# [TASK STATEMENT]
Copy out the line containing "Practice step: locate the yellow pitcher" and each line after it, through the last one in the material, exactly as written.

A run of records:
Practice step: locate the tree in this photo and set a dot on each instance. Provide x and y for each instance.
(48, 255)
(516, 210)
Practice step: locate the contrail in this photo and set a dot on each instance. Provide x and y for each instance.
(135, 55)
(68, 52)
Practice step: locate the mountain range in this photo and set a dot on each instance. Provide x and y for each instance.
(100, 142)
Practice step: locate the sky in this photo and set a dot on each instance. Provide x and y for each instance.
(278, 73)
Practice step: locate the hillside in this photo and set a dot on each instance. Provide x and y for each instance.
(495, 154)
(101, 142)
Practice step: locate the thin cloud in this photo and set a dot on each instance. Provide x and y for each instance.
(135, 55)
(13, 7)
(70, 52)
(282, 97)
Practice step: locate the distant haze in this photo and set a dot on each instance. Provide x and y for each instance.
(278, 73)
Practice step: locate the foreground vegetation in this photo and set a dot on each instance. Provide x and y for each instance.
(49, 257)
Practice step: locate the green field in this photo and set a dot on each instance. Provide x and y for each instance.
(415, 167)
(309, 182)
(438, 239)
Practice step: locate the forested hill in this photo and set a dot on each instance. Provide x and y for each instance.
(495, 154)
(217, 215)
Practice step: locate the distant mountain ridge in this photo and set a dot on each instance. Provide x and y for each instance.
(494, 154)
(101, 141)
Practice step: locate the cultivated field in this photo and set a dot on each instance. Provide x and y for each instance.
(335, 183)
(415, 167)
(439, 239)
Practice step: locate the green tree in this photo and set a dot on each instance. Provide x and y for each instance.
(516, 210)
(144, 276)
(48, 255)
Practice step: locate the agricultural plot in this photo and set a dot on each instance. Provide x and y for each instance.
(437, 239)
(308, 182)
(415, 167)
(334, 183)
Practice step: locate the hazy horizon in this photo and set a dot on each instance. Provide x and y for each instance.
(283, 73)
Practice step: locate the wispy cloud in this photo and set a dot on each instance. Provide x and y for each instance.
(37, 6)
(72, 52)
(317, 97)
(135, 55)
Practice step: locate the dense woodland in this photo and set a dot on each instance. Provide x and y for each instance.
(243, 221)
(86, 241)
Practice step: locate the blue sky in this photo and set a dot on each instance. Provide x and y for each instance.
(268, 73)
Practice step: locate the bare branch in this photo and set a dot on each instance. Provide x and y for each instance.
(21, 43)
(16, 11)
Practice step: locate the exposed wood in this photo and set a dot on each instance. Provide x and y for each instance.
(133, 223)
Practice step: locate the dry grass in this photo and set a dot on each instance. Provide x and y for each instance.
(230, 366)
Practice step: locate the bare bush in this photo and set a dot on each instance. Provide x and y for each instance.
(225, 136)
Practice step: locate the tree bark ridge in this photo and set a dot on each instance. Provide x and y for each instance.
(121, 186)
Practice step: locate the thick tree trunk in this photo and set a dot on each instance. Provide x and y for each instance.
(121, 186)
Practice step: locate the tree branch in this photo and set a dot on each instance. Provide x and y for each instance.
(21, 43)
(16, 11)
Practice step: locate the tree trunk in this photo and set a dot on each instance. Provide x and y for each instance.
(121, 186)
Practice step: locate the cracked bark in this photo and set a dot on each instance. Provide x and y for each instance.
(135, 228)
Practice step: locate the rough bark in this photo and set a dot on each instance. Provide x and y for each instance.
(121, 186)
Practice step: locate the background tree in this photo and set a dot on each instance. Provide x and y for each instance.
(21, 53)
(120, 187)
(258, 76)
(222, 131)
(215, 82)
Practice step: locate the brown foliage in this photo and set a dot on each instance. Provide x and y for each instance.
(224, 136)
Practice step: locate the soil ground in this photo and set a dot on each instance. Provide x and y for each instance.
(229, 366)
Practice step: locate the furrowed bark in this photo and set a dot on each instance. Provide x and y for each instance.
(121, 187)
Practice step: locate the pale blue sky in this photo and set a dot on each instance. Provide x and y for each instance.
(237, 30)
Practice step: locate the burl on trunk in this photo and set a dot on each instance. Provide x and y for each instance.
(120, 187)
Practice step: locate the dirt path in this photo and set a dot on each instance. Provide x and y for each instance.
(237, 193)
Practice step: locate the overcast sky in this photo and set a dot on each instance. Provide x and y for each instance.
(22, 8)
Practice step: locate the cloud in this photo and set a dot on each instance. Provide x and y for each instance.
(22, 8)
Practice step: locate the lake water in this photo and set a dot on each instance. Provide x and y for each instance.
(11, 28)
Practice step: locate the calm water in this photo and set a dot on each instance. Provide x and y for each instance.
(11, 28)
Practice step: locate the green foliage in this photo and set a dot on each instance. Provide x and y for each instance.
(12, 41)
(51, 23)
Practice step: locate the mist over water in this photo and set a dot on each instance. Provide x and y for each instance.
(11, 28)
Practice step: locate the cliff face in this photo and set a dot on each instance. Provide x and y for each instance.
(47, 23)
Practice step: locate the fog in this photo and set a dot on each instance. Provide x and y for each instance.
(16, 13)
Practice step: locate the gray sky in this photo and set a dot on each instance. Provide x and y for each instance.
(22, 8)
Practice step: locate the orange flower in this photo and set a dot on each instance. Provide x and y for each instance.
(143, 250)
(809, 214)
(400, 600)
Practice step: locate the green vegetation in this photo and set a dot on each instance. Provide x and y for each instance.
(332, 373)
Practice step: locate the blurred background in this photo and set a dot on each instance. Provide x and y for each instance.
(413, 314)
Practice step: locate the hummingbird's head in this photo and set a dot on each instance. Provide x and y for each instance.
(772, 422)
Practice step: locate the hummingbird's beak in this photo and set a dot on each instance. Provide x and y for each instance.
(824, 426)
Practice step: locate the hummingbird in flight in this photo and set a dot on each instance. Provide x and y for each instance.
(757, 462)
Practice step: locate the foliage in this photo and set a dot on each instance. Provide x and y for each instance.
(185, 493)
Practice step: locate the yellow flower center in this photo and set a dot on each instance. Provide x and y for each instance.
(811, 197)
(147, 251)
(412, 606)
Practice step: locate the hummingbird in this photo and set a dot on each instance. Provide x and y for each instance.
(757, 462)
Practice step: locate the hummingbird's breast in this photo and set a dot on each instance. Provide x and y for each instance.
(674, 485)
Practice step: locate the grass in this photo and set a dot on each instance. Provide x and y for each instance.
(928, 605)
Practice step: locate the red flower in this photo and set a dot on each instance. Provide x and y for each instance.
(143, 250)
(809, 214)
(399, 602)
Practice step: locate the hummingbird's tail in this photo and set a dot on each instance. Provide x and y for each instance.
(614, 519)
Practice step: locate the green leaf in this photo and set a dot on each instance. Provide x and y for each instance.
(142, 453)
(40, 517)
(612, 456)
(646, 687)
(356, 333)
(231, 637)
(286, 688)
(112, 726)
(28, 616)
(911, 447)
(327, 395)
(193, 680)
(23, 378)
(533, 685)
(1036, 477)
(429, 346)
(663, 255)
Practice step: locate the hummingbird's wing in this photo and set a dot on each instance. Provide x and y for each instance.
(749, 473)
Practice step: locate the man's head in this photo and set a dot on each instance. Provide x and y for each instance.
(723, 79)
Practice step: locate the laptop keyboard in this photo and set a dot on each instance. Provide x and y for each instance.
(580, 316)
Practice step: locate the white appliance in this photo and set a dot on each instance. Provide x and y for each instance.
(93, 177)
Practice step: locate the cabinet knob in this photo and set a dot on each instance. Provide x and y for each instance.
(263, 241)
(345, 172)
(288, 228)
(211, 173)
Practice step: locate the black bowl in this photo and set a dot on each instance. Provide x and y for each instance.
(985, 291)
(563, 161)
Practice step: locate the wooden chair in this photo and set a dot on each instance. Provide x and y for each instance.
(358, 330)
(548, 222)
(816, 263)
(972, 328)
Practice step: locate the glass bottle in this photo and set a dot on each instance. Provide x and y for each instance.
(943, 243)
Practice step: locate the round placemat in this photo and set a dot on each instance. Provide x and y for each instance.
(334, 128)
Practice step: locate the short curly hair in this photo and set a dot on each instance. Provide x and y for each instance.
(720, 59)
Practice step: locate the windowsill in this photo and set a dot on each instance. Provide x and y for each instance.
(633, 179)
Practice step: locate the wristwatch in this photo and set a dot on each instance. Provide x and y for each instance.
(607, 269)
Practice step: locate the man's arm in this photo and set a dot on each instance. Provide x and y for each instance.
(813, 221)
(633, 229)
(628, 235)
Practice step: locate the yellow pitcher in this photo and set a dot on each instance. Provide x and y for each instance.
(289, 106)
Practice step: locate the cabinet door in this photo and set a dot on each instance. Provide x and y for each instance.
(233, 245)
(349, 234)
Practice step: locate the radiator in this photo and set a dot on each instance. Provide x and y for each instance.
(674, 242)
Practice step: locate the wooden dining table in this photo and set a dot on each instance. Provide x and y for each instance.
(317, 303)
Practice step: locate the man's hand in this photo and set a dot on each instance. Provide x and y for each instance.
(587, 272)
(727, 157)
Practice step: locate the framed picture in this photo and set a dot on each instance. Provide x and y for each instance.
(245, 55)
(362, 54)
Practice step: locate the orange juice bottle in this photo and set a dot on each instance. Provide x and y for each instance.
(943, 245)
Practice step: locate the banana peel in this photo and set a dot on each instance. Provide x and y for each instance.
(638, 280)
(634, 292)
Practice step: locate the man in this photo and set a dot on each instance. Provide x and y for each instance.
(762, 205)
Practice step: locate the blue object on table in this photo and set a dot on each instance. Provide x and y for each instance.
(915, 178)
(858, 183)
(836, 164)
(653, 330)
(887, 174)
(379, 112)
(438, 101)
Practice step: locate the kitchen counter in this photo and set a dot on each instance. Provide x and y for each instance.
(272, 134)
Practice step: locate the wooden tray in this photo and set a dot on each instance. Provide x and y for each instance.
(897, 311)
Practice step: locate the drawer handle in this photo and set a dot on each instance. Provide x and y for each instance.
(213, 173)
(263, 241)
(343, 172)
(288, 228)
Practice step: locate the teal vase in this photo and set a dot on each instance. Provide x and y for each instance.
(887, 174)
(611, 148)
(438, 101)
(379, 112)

# [COMPLETED TASK]
Practice step: locate the yellow pitcher in this photo and set a dot on each instance. Provide x and y for each instance.
(289, 106)
Practice step: locate the cabinet door in this photo and set a dot on each instance. Provide x and y for each instance.
(233, 245)
(349, 234)
Practice step: locate the radiator in this photo and set a dot on each instance. Provide x and y for each instance.
(674, 242)
Practice step: locate the wooden dining table in this photo and set a dot on each instance. Provide x and y for each instance.
(317, 303)
Practice step: locate the man's hand in this photo and set a dot on each instance. Provide x and y for each instance.
(587, 272)
(727, 157)
Practice step: locate the framed picture in this photo and set a dot on each instance. Provide x and y for each instance.
(245, 55)
(362, 54)
Practice step: locate the orange juice bottle in this photo and set a dot on each instance. Provide x and y for each instance.
(943, 245)
Practice step: locate the banana peel in this photo and set a dot on each instance. Provide x and y for each instance.
(638, 280)
(634, 292)
Practice step: locate the man in this photo and set a dot on each instance. Provide x and y for each instance.
(762, 205)
Practice step: locate the blue object on table in this photo and set a dot on each instance. Provide x and y for each instance.
(915, 178)
(858, 183)
(836, 164)
(653, 330)
(887, 174)
(379, 112)
(438, 101)
Practice step: locate the kitchen counter in this photo and set a dot on each instance. Provide x and y for each instance.
(272, 134)
Practice step: locate the wooden tray in this photo and set a dot on each instance. Provide x and y for each instance.
(897, 311)
Practice step: locate the drawer handle in this photo and set a dot on each instance. Provide x and y for each instance.
(213, 173)
(263, 241)
(343, 172)
(288, 228)
Practice step: locate the teal vase in this photo and set a dot on each instance. Provide x and y for each instance.
(887, 174)
(611, 148)
(438, 101)
(379, 112)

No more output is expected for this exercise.